─── Records for this exercise ───

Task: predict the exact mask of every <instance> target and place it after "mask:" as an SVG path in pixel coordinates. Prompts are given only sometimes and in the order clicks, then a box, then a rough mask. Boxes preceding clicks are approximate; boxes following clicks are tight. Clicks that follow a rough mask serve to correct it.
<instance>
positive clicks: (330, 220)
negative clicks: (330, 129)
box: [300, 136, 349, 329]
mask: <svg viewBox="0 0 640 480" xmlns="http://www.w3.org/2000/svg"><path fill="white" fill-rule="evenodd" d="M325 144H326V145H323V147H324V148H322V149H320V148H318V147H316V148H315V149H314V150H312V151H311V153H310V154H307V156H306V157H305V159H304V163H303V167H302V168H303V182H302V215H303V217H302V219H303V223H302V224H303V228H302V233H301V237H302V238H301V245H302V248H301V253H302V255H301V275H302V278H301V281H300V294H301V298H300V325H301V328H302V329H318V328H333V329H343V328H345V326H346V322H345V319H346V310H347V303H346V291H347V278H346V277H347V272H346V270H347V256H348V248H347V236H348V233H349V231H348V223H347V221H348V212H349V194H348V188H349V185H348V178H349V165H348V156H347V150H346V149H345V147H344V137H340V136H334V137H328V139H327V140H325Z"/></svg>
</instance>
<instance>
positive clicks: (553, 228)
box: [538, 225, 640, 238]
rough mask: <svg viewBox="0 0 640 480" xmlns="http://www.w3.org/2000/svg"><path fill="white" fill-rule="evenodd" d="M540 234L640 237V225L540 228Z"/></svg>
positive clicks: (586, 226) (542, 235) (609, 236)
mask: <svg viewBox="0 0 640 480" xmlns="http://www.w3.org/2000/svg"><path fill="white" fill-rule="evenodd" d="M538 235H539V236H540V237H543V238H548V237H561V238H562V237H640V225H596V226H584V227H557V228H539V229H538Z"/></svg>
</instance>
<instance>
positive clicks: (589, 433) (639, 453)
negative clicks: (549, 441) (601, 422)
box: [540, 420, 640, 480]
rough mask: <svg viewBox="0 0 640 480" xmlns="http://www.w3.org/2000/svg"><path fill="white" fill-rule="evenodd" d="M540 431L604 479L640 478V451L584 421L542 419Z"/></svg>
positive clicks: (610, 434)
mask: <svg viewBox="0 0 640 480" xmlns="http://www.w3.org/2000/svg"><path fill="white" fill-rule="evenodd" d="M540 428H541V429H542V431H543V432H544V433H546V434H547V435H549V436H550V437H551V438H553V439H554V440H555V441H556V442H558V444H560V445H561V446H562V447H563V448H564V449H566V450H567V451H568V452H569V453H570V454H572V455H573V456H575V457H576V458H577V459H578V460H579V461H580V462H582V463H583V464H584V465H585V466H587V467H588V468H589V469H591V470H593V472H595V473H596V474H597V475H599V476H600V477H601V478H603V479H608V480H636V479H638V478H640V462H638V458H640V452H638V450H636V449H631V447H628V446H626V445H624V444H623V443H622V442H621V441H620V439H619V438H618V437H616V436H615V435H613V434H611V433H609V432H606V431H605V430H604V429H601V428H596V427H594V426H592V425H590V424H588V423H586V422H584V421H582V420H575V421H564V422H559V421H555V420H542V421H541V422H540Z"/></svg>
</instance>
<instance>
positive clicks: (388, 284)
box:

───

◆ **What you need to do**:
Transcribe all entries exactly as they appear above.

◆ **Your solution**:
Task: predict the exact mask of every <instance> target and place it after "mask:" as an SVG path in pixel coordinates. Prompts are given only sometimes and in the order clicks, then a box, then a rough mask. Boxes preceding clicks are approximate; boxes following clicks are tight. Clicks that follow a rough mask serve to correct it.
<instance>
positive clicks: (330, 220)
negative clicks: (330, 129)
box: [300, 136, 349, 329]
mask: <svg viewBox="0 0 640 480" xmlns="http://www.w3.org/2000/svg"><path fill="white" fill-rule="evenodd" d="M325 144H326V145H323V147H324V148H322V149H320V148H318V147H316V148H315V149H314V150H312V151H311V153H310V154H307V156H306V157H305V159H304V163H303V167H302V168H303V182H302V215H303V217H302V219H303V223H302V224H303V228H302V233H301V237H302V238H301V245H302V248H301V253H302V255H301V275H302V278H301V281H300V294H301V298H300V325H301V328H302V329H318V328H333V329H343V328H345V326H346V322H345V319H346V310H347V303H346V291H347V278H346V277H347V272H346V270H347V256H348V248H347V236H348V233H349V231H348V223H347V221H348V212H349V194H348V188H349V185H348V178H349V165H348V156H347V150H346V149H345V147H344V137H340V136H334V137H328V139H327V140H325Z"/></svg>
</instance>
<instance>
positive clicks: (553, 228)
box: [538, 225, 640, 238]
rough mask: <svg viewBox="0 0 640 480" xmlns="http://www.w3.org/2000/svg"><path fill="white" fill-rule="evenodd" d="M540 234L640 237V225L540 228Z"/></svg>
positive clicks: (586, 226) (542, 235) (609, 236)
mask: <svg viewBox="0 0 640 480" xmlns="http://www.w3.org/2000/svg"><path fill="white" fill-rule="evenodd" d="M538 235H539V236H540V237H543V238H548V237H561V238H562V237H640V225H596V226H584V227H557V228H539V229H538Z"/></svg>
</instance>
<instance>
positive clicks: (589, 433) (639, 453)
negative clicks: (549, 441) (601, 422)
box: [540, 420, 640, 480]
rough mask: <svg viewBox="0 0 640 480" xmlns="http://www.w3.org/2000/svg"><path fill="white" fill-rule="evenodd" d="M540 431L604 479L640 478V451L584 421L542 419Z"/></svg>
positive clicks: (610, 434)
mask: <svg viewBox="0 0 640 480" xmlns="http://www.w3.org/2000/svg"><path fill="white" fill-rule="evenodd" d="M540 428H541V429H542V431H543V432H544V433H546V434H547V435H549V436H550V437H551V438H553V439H554V440H555V441H556V442H558V444H560V445H561V446H562V447H563V448H564V449H566V450H567V451H568V452H569V453H570V454H572V455H573V456H575V457H576V458H577V459H578V460H579V461H580V462H582V463H583V464H584V465H585V466H587V467H588V468H589V469H591V470H593V472H595V473H596V474H597V475H599V476H600V477H601V478H603V479H608V480H636V479H638V478H640V462H638V458H640V452H638V450H636V449H631V447H628V446H626V445H624V444H623V443H622V442H621V441H620V439H619V438H618V437H616V436H615V435H613V434H611V433H609V432H606V431H605V430H604V429H601V428H596V427H594V426H592V425H590V424H588V423H586V422H584V421H582V420H575V421H564V422H559V421H555V420H542V421H541V422H540Z"/></svg>
</instance>
<instance>
positive clicks: (388, 284)
box:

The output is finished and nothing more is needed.